Repeat the New York news roundup below word for word, in full.

Document section:
****************
As the city was drenched alternately by rain and perspiration, Mayor Bloomberg fanned presidential-run rumors by lighting out for the Western territories and announcing that he'd cooled on the Republican Party. The mayor's greenhouse-gas-battling congestion-pricing plan hit Albany gridlock. After a Harlem assemblyman accused Governor Spitzer of "acting like a Democratic Giuliani," South Carolina police arrested the real Giuliani's state campaign chief for acting like a Republican Pablo Escobar, charging him with cocaine distribution. Police Commissioner Ray Kelly mandated that cops who fire a gun will henceforth be tested for a different controlled substance, namely booze.
Newly sentenced Peter Braunstein explained the Thelma & Louise–esque motivations for his time on the lam. "I thought that I'd see America and then die," he told the court. "You know, have the cops shoot me to death." Another criminal hippie the woman who allegedly shot the leader of her Staten Island commune was found in Philadelphia, hiding from The Man with an AK-47 and 1,000 rounds of ammunition. The Bard family, den mothers to three generations of downtown eccentrics, were checked out of their gig managing the Chelsea Hotel. Laura "JT LeRoy" Albert testified in a fraud case against her; her words will likely figure in innumerable future dissertations on authorial identity.
****************
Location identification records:
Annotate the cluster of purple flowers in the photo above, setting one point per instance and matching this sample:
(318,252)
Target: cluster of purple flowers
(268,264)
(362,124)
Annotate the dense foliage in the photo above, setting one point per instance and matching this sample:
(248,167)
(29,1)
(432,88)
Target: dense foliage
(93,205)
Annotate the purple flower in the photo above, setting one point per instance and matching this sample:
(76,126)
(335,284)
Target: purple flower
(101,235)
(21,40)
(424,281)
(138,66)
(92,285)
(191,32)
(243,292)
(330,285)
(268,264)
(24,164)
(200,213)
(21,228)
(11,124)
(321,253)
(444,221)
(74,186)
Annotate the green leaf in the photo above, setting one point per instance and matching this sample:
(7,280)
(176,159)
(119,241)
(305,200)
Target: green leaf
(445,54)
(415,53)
****************
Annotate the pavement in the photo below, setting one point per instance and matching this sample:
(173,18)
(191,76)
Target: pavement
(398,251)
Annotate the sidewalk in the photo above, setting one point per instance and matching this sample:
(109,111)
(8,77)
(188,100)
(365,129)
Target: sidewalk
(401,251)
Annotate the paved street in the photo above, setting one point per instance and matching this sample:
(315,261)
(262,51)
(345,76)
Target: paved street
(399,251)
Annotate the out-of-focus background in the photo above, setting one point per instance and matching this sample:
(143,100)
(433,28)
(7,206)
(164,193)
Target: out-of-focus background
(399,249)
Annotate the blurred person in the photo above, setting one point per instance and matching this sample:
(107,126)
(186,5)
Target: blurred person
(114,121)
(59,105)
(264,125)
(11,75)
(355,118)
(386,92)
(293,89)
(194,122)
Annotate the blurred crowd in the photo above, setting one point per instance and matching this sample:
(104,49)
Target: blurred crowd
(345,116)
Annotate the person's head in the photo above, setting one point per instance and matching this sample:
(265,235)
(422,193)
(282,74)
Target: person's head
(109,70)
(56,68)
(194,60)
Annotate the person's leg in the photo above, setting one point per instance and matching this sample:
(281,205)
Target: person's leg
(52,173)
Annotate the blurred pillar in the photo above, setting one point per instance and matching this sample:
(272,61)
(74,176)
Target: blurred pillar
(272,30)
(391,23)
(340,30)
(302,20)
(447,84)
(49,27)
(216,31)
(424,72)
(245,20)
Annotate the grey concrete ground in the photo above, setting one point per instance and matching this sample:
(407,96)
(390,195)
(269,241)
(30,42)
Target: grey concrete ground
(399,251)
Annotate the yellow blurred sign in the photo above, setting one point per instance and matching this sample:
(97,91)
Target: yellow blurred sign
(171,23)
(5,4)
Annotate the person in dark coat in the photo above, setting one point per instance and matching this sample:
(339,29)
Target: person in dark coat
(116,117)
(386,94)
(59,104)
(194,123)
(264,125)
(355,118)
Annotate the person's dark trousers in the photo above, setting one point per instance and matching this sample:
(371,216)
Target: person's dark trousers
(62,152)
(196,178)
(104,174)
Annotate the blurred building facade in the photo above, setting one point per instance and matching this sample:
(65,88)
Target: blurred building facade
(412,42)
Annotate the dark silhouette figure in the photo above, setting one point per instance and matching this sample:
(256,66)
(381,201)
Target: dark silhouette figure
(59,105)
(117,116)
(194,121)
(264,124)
****************
Solution to this task:
As the city was drenched alternately by rain and perspiration, Mayor Bloomberg fanned presidential-run rumors by lighting out for the Western territories and announcing that he'd cooled on the Republican Party. The mayor's greenhouse-gas-battling congestion-pricing plan hit Albany gridlock. After a Harlem assemblyman accused Governor Spitzer of "acting like a Democratic Giuliani," South Carolina police arrested the real Giuliani's state campaign chief for acting like a Republican Pablo Escobar, charging him with cocaine distribution. Police Commissioner Ray Kelly mandated that cops who fire a gun will henceforth be tested for a different controlled substance, namely booze.
Newly sentenced Peter Braunstein explained the Thelma & Louise–esque motivations for his time on the lam. "I thought that I'd see America and then die," he told the court. "You know, have the cops shoot me to death." Another criminal hippie the woman who allegedly shot the leader of her Staten Island commune was found in Philadelphia, hiding from The Man with an AK-47 and 1,000 rounds of ammunition. The Bard family, den mothers to three generations of downtown eccentrics, were checked out of their gig managing the Chelsea Hotel. Laura "JT LeRoy" Albert testified in a fraud case against her; her words will likely figure in innumerable future dissertations on authorial identity.